TASK BRIEF:
Reproduce the records verbatim from their start up to and including the line that contains "[[216, 153, 291, 299]]".

======== DATA SHOWN ========

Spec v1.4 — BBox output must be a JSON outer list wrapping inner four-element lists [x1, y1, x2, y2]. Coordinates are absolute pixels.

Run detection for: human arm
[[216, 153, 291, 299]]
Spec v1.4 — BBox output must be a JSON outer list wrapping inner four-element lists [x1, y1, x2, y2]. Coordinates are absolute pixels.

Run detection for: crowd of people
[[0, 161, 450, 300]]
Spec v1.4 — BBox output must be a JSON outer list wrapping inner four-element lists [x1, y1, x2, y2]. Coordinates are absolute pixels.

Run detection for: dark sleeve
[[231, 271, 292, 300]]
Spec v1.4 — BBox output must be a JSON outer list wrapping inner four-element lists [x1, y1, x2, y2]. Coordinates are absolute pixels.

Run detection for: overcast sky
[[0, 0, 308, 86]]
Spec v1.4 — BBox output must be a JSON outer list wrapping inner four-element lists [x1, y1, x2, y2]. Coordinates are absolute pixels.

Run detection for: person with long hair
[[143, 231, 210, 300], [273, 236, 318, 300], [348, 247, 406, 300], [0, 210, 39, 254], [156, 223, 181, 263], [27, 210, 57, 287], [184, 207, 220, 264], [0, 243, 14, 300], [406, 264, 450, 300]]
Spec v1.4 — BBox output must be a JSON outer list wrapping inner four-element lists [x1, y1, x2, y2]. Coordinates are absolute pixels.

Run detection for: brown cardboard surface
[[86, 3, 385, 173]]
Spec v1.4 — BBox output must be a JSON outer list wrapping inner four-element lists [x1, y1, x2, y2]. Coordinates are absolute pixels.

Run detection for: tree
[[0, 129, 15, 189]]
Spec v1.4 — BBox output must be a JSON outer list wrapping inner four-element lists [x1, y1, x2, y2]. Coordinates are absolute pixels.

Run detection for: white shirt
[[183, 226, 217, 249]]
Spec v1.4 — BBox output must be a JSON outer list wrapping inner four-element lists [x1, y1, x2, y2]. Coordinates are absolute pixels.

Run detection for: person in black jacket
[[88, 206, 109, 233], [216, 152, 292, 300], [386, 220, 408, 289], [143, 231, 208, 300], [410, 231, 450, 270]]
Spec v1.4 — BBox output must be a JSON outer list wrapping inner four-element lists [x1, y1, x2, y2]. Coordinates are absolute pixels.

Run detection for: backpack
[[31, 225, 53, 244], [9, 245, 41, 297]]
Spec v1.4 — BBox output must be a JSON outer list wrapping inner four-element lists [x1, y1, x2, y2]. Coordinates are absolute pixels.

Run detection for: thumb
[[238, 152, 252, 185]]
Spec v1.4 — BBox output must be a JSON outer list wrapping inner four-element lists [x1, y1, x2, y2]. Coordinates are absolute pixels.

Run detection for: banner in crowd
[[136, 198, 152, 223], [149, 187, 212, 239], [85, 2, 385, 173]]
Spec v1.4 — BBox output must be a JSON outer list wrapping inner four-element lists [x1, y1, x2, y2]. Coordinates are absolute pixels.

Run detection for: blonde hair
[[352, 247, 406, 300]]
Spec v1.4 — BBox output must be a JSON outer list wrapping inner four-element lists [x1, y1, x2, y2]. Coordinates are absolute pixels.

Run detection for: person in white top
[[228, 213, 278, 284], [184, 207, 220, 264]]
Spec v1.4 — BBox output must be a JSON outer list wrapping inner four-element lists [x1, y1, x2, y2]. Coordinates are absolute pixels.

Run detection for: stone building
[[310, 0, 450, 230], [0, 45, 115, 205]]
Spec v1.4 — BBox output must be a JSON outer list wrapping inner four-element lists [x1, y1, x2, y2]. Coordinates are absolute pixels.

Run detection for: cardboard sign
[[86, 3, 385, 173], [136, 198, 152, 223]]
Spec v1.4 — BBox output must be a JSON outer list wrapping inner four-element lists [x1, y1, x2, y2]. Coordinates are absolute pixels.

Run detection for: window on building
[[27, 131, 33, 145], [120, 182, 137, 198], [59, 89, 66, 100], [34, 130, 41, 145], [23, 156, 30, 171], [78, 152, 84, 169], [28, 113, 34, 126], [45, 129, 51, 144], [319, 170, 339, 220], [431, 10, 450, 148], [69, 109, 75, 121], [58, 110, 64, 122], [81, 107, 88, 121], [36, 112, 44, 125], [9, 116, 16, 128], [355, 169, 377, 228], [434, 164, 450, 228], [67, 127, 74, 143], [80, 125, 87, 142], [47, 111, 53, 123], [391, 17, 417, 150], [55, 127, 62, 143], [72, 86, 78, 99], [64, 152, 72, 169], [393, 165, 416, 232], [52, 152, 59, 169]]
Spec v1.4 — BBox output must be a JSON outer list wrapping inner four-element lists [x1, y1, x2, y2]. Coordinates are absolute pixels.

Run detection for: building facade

========

FULL OUTPUT:
Spec v1.4 — BBox output must be a JSON outer list wrapping inner four-element lists [x1, y1, x2, y2]. Coordinates are absolute pixels.

Run detection for: human arm
[[216, 153, 291, 299]]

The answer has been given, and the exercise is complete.